__ENTRIES SHOWN__:
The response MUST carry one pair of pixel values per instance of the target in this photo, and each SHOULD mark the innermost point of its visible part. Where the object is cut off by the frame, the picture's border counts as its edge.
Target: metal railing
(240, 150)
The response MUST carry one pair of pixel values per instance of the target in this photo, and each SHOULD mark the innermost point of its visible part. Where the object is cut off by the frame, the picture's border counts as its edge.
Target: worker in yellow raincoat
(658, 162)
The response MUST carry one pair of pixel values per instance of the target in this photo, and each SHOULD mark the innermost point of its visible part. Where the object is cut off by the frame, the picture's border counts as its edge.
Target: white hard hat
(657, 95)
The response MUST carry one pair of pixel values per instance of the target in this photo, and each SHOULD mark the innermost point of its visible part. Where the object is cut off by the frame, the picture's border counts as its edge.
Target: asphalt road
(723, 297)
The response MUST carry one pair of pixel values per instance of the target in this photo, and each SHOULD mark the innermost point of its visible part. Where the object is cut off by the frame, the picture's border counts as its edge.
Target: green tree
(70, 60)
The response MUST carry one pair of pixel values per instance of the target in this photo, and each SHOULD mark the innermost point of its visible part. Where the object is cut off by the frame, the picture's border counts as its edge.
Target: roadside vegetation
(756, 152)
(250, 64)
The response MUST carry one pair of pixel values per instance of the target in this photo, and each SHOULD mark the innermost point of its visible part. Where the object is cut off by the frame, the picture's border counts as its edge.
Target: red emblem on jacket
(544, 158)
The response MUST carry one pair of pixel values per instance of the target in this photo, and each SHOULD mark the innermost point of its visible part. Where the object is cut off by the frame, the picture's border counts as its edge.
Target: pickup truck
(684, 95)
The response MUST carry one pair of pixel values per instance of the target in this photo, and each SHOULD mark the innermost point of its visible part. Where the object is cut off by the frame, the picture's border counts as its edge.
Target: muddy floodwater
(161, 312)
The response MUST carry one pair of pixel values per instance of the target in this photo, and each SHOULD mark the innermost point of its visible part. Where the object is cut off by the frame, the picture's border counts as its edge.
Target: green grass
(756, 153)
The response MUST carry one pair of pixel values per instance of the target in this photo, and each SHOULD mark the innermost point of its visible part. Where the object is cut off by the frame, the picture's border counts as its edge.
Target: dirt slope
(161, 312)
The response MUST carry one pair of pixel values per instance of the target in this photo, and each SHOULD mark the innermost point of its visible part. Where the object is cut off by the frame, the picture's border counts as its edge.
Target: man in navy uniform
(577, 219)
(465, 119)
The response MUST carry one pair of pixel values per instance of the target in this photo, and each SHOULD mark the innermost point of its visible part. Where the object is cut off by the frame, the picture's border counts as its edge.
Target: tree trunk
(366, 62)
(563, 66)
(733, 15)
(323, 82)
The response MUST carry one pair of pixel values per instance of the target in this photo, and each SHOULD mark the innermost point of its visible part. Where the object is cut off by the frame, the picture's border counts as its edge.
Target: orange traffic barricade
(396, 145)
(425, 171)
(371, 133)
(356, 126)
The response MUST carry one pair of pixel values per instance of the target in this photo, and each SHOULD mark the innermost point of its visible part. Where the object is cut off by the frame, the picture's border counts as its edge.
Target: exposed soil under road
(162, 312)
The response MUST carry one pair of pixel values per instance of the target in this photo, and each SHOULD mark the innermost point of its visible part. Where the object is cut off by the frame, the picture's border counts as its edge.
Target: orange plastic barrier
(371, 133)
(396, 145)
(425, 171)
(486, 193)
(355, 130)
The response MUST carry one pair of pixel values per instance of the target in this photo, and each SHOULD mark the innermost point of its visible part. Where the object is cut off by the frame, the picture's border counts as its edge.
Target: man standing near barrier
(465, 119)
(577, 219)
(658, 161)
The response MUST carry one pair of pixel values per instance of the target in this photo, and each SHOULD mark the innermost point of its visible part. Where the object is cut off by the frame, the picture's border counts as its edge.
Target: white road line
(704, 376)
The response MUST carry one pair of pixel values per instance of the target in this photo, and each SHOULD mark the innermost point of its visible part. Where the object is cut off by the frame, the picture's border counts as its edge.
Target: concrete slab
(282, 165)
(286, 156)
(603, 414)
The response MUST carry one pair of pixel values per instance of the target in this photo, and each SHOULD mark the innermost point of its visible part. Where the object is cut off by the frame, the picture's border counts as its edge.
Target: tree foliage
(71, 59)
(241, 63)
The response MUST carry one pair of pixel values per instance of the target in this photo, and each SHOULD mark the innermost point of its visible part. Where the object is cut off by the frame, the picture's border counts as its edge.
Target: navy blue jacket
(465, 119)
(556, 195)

__STATED TASK__: Extract every line of the entries above that contains the word "white". Case counts.

__TASK RESULT__:
Target: white hard hat
Target: white road line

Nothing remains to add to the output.